Exercise directions:
A faithful copy is required. Print each line of the data exactly and omit the pictures.

[Records for processing]

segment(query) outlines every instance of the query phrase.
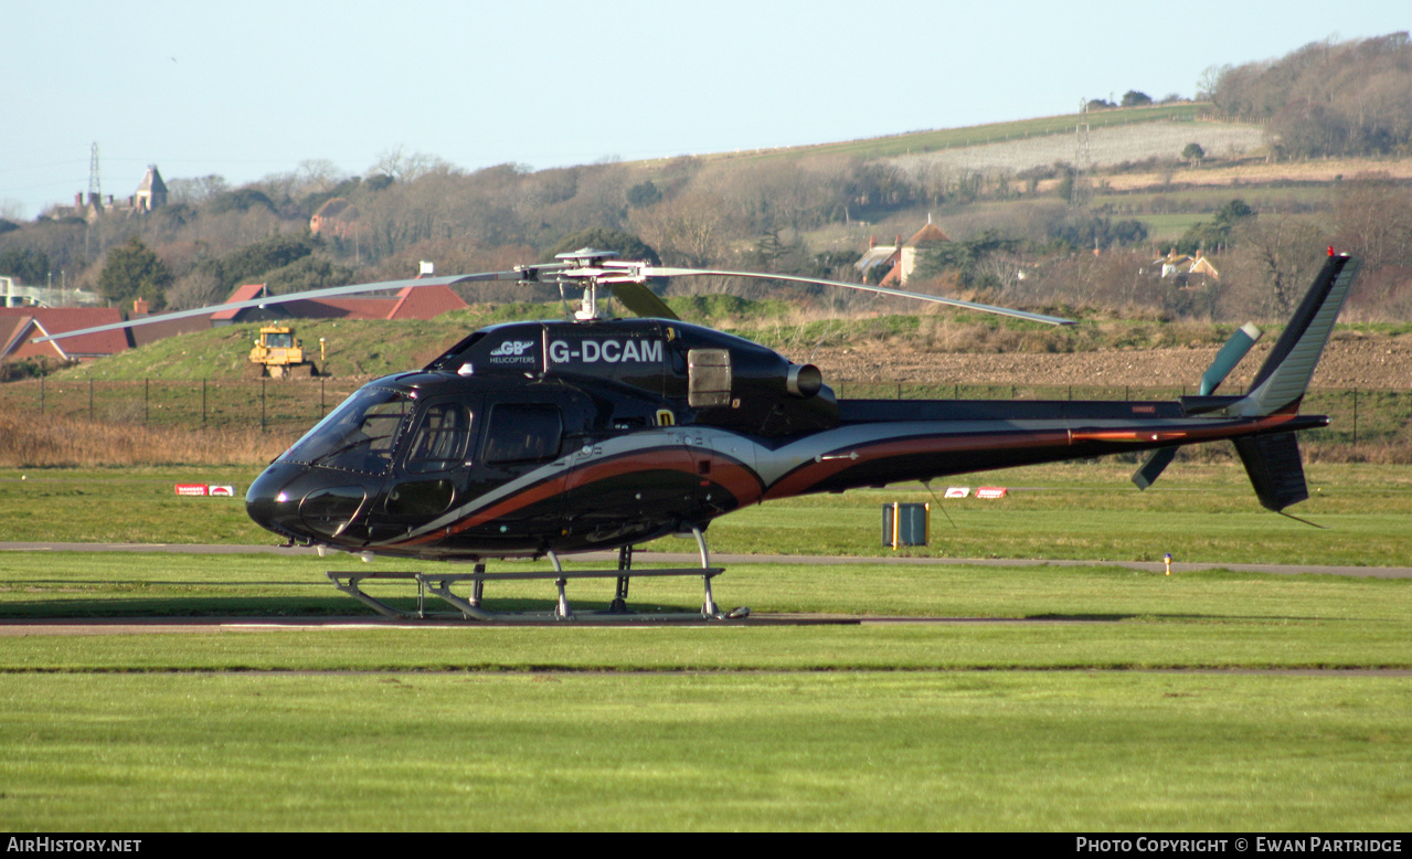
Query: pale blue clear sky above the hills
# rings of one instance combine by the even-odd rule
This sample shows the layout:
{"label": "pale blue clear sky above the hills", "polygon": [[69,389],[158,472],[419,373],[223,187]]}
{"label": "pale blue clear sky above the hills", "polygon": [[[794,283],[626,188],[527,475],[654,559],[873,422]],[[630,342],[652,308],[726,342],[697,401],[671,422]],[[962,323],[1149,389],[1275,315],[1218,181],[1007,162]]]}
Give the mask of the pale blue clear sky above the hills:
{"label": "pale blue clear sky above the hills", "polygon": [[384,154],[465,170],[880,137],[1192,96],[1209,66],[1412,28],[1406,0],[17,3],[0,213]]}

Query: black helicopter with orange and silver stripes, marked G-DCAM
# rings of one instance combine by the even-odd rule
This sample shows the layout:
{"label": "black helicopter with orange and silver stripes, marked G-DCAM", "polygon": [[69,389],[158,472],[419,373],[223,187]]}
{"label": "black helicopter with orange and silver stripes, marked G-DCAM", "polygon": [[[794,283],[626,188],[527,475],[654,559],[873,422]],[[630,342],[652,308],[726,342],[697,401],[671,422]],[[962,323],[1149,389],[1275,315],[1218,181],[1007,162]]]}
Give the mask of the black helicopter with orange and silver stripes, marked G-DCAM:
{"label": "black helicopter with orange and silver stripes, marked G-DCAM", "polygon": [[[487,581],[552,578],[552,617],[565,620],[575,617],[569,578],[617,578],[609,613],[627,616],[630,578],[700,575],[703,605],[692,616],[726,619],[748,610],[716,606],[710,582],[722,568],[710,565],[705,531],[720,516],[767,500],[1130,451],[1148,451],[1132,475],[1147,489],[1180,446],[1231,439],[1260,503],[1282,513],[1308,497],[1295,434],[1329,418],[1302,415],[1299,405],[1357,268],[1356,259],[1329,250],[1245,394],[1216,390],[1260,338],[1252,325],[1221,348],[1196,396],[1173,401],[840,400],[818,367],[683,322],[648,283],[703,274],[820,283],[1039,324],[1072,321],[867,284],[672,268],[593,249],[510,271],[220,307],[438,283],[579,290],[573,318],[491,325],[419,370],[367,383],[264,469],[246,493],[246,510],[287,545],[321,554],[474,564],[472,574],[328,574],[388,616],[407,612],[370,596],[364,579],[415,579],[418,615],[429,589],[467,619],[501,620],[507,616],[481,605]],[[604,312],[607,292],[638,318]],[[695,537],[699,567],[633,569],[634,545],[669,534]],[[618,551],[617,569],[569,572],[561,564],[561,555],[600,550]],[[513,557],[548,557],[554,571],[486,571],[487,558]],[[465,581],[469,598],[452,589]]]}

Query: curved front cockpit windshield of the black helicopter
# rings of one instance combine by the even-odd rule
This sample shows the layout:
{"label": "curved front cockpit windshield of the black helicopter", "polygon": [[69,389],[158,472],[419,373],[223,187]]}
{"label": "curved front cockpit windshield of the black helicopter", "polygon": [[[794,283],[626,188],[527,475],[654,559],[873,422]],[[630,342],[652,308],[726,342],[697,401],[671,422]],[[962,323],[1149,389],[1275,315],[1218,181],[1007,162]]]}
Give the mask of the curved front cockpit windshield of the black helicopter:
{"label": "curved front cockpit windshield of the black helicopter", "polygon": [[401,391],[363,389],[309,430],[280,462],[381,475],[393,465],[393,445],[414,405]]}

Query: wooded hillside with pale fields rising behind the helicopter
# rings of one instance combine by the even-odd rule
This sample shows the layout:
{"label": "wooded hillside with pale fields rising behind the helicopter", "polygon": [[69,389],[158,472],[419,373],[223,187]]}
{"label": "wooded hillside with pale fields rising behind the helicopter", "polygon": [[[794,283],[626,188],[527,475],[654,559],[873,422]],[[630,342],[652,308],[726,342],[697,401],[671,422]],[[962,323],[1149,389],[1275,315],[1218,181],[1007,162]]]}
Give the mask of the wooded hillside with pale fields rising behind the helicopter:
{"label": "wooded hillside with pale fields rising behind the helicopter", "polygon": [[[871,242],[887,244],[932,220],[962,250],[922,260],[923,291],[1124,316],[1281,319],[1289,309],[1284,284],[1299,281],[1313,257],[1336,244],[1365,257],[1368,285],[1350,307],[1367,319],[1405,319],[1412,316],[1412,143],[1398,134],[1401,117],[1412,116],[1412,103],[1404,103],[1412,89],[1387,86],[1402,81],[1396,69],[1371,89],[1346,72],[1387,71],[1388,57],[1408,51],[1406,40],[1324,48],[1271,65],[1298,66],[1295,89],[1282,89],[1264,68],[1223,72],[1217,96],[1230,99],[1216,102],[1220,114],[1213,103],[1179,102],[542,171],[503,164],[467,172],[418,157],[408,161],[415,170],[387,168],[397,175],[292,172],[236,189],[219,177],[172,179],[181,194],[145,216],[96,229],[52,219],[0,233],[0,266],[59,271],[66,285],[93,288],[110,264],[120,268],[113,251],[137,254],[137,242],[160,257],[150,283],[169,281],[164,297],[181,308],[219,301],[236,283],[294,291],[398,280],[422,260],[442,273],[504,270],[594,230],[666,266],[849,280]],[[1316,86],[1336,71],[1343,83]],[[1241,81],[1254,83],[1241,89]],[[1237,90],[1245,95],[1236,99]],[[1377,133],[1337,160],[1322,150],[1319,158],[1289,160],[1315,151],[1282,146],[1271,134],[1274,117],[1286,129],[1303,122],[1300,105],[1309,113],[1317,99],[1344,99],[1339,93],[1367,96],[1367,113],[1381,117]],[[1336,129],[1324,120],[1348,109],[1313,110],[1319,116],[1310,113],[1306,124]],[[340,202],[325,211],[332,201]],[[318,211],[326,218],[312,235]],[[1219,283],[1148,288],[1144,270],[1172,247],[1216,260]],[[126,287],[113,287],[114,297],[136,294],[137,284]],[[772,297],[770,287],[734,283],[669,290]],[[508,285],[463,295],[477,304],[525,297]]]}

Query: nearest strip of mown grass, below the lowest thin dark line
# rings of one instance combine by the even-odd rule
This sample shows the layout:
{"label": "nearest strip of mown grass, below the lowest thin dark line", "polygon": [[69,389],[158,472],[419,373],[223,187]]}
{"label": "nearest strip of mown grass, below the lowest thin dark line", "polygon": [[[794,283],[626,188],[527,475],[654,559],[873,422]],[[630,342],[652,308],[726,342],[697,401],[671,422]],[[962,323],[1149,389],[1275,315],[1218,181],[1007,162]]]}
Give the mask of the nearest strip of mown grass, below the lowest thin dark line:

[/Records for processing]

Problem solution:
segment(query) outlines every instance of the query phrase.
Query: pale blue clear sky above the hills
# rings of one instance combine by the even-odd rule
This sample shows the layout:
{"label": "pale blue clear sky above the hills", "polygon": [[69,389],[158,472],[419,373],[223,187]]}
{"label": "pale blue clear sky above the hills", "polygon": [[[794,283],[626,188],[527,475],[654,559],[873,422]],[[630,342],[652,308],[726,342],[697,401],[671,422]],[[962,323],[1149,389],[1275,315],[1218,181],[1007,162]]]}
Give the mask of the pale blue clear sky above the hills:
{"label": "pale blue clear sky above the hills", "polygon": [[384,154],[465,170],[880,137],[1192,96],[1209,66],[1412,28],[1406,0],[17,3],[0,213]]}

Query: black helicopter with orange and silver stripes, marked G-DCAM
# rings of one instance combine by the even-odd rule
This sample shows the layout:
{"label": "black helicopter with orange and silver stripes, marked G-DCAM", "polygon": [[69,389],[158,472],[419,373],[223,187]]}
{"label": "black helicopter with orange and silver stripes, marked G-DCAM", "polygon": [[[794,283],[626,188],[527,475],[654,559],[873,422]],[[630,342],[652,308],[726,342],[697,401],[671,422]],[[962,323],[1149,389],[1275,315],[1218,181],[1007,162]]]}
Give the mask of the black helicopter with orange and silver stripes, marked G-DCAM:
{"label": "black helicopter with orange and silver stripes, marked G-DCAM", "polygon": [[[487,581],[552,578],[552,617],[565,620],[575,617],[569,578],[617,578],[609,613],[627,616],[630,578],[700,575],[703,605],[692,616],[726,619],[748,610],[716,606],[710,582],[722,568],[710,565],[705,531],[720,516],[767,500],[1130,451],[1148,451],[1132,475],[1147,489],[1180,446],[1231,439],[1260,503],[1282,513],[1308,497],[1295,434],[1329,418],[1302,415],[1299,405],[1357,268],[1356,259],[1329,250],[1245,394],[1216,390],[1260,338],[1252,325],[1221,348],[1196,396],[1173,401],[840,400],[818,367],[683,322],[648,283],[703,274],[820,283],[1039,324],[1072,321],[867,284],[672,268],[593,249],[510,271],[220,307],[438,283],[579,290],[573,318],[491,325],[419,370],[367,383],[264,469],[246,493],[246,510],[287,545],[321,554],[474,564],[472,574],[328,574],[388,616],[407,612],[370,596],[364,579],[415,579],[418,615],[429,589],[467,619],[501,620],[507,616],[481,605]],[[604,312],[607,292],[638,318]],[[695,537],[699,567],[633,569],[634,545],[669,534]],[[618,551],[617,569],[569,572],[561,564],[561,555],[600,550]],[[513,557],[548,557],[554,571],[486,571],[487,558]],[[465,581],[469,598],[452,589]]]}

Query: curved front cockpit windshield of the black helicopter
# rings of one instance combine by the even-odd rule
This sample shows the layout:
{"label": "curved front cockpit windshield of the black helicopter", "polygon": [[69,389],[158,472],[419,373],[223,187]]}
{"label": "curved front cockpit windshield of the black helicopter", "polygon": [[[794,283],[626,188],[527,475],[654,559],[873,422]],[[630,342],[652,308],[726,342],[697,401],[671,422]],[[962,323],[1149,389],[1275,315],[1218,181],[1007,162]]]}
Give the mask of the curved front cockpit windshield of the black helicopter:
{"label": "curved front cockpit windshield of the black helicopter", "polygon": [[401,391],[363,389],[309,430],[280,462],[381,475],[393,465],[393,445],[414,405]]}

Query: wooded hillside with pale fields rising behind the helicopter
# rings of one instance combine by the even-odd rule
This sample shows the layout:
{"label": "wooded hillside with pale fields rising behind the helicopter", "polygon": [[69,389],[158,472],[419,373],[223,187]]}
{"label": "wooded hillside with pale fields rising behind the helicopter", "polygon": [[[794,283],[626,188],[527,475],[654,559],[873,422]],[[630,342],[652,308],[726,342],[697,401],[671,422]],[[962,323],[1149,389],[1275,315],[1218,181],[1007,162]]]}
Give the mask of the wooded hillside with pale fields rising behind the helicopter:
{"label": "wooded hillside with pale fields rising behind the helicopter", "polygon": [[[871,242],[887,244],[932,220],[962,250],[922,260],[923,291],[1124,316],[1281,319],[1289,309],[1284,284],[1299,281],[1313,257],[1336,244],[1365,257],[1368,285],[1350,307],[1367,319],[1405,319],[1412,316],[1412,143],[1398,134],[1401,117],[1412,116],[1412,103],[1404,103],[1412,89],[1387,86],[1402,81],[1396,69],[1371,89],[1346,72],[1387,71],[1388,57],[1408,51],[1406,40],[1324,48],[1271,65],[1298,66],[1295,89],[1282,89],[1264,68],[1223,72],[1217,96],[1230,99],[1216,102],[1220,114],[1213,103],[1179,102],[542,171],[503,164],[467,172],[418,157],[408,161],[415,170],[387,168],[397,175],[292,172],[236,189],[219,177],[172,179],[181,194],[145,216],[96,229],[52,219],[0,233],[0,266],[59,271],[66,285],[93,288],[110,264],[120,268],[113,251],[137,254],[137,242],[160,257],[150,283],[169,281],[164,297],[181,308],[219,301],[236,283],[294,291],[398,280],[422,260],[442,273],[504,270],[594,230],[666,266],[849,280]],[[1316,86],[1336,71],[1343,83]],[[1241,81],[1254,83],[1241,89]],[[1237,90],[1245,95],[1236,99]],[[1377,133],[1337,160],[1322,150],[1319,158],[1289,160],[1315,151],[1282,146],[1271,134],[1274,117],[1286,129],[1303,122],[1300,105],[1309,113],[1317,99],[1344,99],[1339,93],[1367,96],[1367,113],[1381,117]],[[1336,129],[1324,120],[1348,109],[1313,110],[1319,116],[1310,113],[1306,124]],[[340,202],[325,211],[332,201]],[[318,211],[326,218],[312,235]],[[1219,283],[1148,288],[1144,270],[1172,247],[1216,260]],[[126,287],[113,287],[114,297],[136,294],[137,284]],[[772,297],[770,287],[734,283],[669,290]],[[508,285],[463,295],[477,304],[525,297]]]}

Query: nearest strip of mown grass, below the lowest thin dark line
# rings of one instance combine by the even-odd rule
This sample shows the layout:
{"label": "nearest strip of mown grass, below the lowest thin dark line", "polygon": [[69,389],[158,472],[419,373],[223,187]]}
{"label": "nearest strip of mown grass, below the lowest thin dark line", "polygon": [[[794,283],[626,188],[527,475],[654,559],[873,422]],[[630,342],[652,308],[726,342],[697,401],[671,422]],[[962,323],[1149,389],[1275,315],[1218,181],[1007,162]]]}
Give the mask of the nearest strip of mown grass, below the lowest thin dark line:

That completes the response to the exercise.